SELECTED EXCERPT:
** Begin **

In a society where one can have relative freedom on the economic scale (we all need dough), it’s instructive for the writer to think about, well, at some point … getting paid.

I love writing and writers, and it’s so fascinating watching the various agendas and motives involved. Many hundreds of thousands of writers in America alone burn for recognition and wealth … or is it the other way around? One is no. 1 and the other is no. 1A.

But let’s be practical. Let’s say that you have the worthy goal of earning a living as a writer. I do, and say that not boastfully – it all depends on what you mean by “a living,” right, President Clinton? Yes, if one has the opportunity to do this full-time, then I always say, go for it. Hopefully this column will offer some practical advice.

It’s always amusing to hear writers sniff and say such-and-such pay scale is too small for them. How comical. Beggars can’t be choosers, said John Heywood in 1546. Evidently, he knew some egomaniac writers, too.

No, little children, do not scoff at whatever remuneration is offered, at least when you’re starting out. Cash can buy a lot of typewriter ribbons – I mean, laptops.

Let’s say you are offered a gig writing a blog for a particular site. There are all manner of financial terms, including none. In other words, you might be offered a spot for “little to nothing,” as Grandma used to say.

Take it!

Unless the gig is illegal or immoral, take the offer. Do it for free. You see, there are few rules in the new writing landscape, made possible by all sorts of delicious advances in technology. A great writer has a greater chance of being “discovered” today, simply because he or she can offer something on Twitter and by afternoon, be offered a writing job. I see it all the time.

** End **

GIVEN DATA:

** Begin **

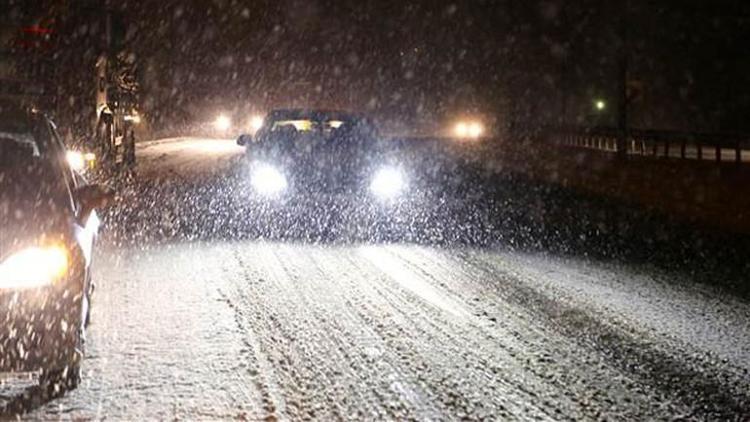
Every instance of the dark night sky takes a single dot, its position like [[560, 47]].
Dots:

** End **

THE TASKS:
A) In the column on getting paid as a writer, who is credited with saying "Beggars can't be choosers," and in what year?
B) Write out the passage of the column on getting paid as a writer, starting with "But let’s be" and going on through "some practical advice.".
C) For each statement, say whether it agrees with the column on getting paid as a writer, and quote the words from the column that decide it. (i) The column advises turning down a blog offer that pays nothing. (ii) The column says a writer can post something on Twitter and be offered a writing job the same day. (iii) The column says writers should refuse gigs that are illegal or immoral.

RESPONSE LIST:
A) John Heywood, in 1546.

B)
But let’s be practical. Let’s say that you have the worthy goal of earning a living as a writer. I do, and say that not boastfully – it all depends on what you mean by “a living,” right, President Clinton? Yes, if one has the opportunity to do this full-time, then I always say, go for it. Hopefully this column will offer some practical advice.

C)
(i) No: "Unless the gig is illegal or immoral, take the offer. Do it for free."
(ii) Yes: "he or she can offer something on Twitter and by afternoon, be offered a writing job."
(iii) Yes: "Unless the gig is illegal or immoral, take the offer."